**Exercise description**
Write the line that includes "the front door" and all subsequent lines, exactly as written, and nothing more.

**Source data**
-*-*-

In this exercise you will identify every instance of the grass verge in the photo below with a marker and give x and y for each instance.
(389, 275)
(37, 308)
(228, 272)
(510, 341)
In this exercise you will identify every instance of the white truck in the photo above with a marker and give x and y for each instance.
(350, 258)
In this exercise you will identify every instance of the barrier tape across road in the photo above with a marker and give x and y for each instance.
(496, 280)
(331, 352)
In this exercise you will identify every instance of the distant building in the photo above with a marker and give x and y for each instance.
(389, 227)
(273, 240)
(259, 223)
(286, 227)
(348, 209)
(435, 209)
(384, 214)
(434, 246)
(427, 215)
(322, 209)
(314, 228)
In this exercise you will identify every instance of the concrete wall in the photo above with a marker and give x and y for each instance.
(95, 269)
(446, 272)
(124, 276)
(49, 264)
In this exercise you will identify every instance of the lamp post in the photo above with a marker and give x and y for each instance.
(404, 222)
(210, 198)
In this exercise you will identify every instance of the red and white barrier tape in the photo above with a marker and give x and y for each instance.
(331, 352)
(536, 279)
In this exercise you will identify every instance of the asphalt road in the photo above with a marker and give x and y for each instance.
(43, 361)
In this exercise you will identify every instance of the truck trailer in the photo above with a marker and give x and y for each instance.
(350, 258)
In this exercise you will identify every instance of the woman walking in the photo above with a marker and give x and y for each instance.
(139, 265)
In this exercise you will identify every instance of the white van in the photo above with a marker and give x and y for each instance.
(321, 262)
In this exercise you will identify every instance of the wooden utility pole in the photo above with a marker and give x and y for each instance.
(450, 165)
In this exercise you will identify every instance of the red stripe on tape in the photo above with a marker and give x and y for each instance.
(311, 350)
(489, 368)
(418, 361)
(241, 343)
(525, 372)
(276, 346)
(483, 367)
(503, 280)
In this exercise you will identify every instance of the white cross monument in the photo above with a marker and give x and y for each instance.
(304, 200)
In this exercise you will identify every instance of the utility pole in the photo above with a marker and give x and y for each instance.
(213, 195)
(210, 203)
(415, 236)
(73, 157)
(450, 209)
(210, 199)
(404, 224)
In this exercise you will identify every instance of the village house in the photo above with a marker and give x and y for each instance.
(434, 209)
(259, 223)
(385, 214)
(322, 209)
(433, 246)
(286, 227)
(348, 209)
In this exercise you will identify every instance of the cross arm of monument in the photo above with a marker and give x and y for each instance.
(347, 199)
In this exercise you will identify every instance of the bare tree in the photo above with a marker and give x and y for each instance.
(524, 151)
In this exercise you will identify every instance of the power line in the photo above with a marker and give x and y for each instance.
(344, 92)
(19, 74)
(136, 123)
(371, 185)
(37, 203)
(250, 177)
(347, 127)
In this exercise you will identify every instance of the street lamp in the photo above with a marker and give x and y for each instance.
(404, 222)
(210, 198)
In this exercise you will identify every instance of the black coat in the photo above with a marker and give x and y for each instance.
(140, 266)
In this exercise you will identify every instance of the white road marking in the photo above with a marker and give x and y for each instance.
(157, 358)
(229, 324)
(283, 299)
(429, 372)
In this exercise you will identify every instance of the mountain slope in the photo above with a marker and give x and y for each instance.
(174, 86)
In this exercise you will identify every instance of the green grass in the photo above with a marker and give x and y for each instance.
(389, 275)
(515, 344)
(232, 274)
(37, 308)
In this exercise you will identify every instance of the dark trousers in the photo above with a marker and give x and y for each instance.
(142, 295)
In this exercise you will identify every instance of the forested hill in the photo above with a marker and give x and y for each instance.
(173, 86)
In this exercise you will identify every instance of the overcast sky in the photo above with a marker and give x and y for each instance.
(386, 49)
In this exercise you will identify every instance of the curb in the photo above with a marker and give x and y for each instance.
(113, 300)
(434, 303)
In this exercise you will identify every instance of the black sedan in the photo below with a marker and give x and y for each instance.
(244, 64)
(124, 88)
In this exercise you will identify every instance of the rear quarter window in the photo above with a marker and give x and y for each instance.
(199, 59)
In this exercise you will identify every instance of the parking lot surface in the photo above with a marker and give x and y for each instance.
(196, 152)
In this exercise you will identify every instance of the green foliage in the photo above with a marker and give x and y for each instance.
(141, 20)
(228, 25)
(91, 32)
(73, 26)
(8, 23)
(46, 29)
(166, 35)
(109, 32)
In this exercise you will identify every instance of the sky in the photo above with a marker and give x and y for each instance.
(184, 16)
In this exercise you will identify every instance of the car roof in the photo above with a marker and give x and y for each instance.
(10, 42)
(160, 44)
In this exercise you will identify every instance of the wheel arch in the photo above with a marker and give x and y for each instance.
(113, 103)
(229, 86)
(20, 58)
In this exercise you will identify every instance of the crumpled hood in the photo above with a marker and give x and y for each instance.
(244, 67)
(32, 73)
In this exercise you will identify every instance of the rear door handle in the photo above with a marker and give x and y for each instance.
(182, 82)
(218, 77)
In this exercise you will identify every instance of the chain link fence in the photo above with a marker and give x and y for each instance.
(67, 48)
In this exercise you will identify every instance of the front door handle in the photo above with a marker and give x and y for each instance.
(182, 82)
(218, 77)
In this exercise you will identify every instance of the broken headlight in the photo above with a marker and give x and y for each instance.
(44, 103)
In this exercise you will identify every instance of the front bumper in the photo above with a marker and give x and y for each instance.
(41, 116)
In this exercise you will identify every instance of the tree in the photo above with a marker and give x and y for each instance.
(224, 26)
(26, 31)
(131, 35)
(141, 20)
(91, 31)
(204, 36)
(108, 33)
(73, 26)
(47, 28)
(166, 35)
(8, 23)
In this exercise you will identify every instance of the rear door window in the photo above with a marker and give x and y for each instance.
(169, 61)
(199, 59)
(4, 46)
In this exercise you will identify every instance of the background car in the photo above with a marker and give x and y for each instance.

-*-*-

**Answer for the task**
In this exercise you will identify every instance of the front door handle in the photo above with a marker and give x and y for each instance.
(182, 82)
(218, 77)
In this exercise you will identify every instance of the broken headlight in the photo above with a marker and give x and y for each instance.
(44, 103)
In this exercise you will identify every instance of the front bumper in the photo above with a marker and give x and y for each instance.
(41, 116)
In this exercise you will identify every instance of the tree in the photo above with a marker and give x and y for each instance.
(224, 26)
(26, 31)
(131, 35)
(141, 20)
(91, 31)
(204, 36)
(108, 33)
(73, 26)
(47, 28)
(166, 35)
(8, 23)
In this exercise you will identify every instance of the rear door window in the photo above with a marker and give x and y for each instance.
(169, 61)
(199, 59)
(4, 46)
In this exercise you will identify every instance of the background car in the photo above with a marker and give x and y for each instance.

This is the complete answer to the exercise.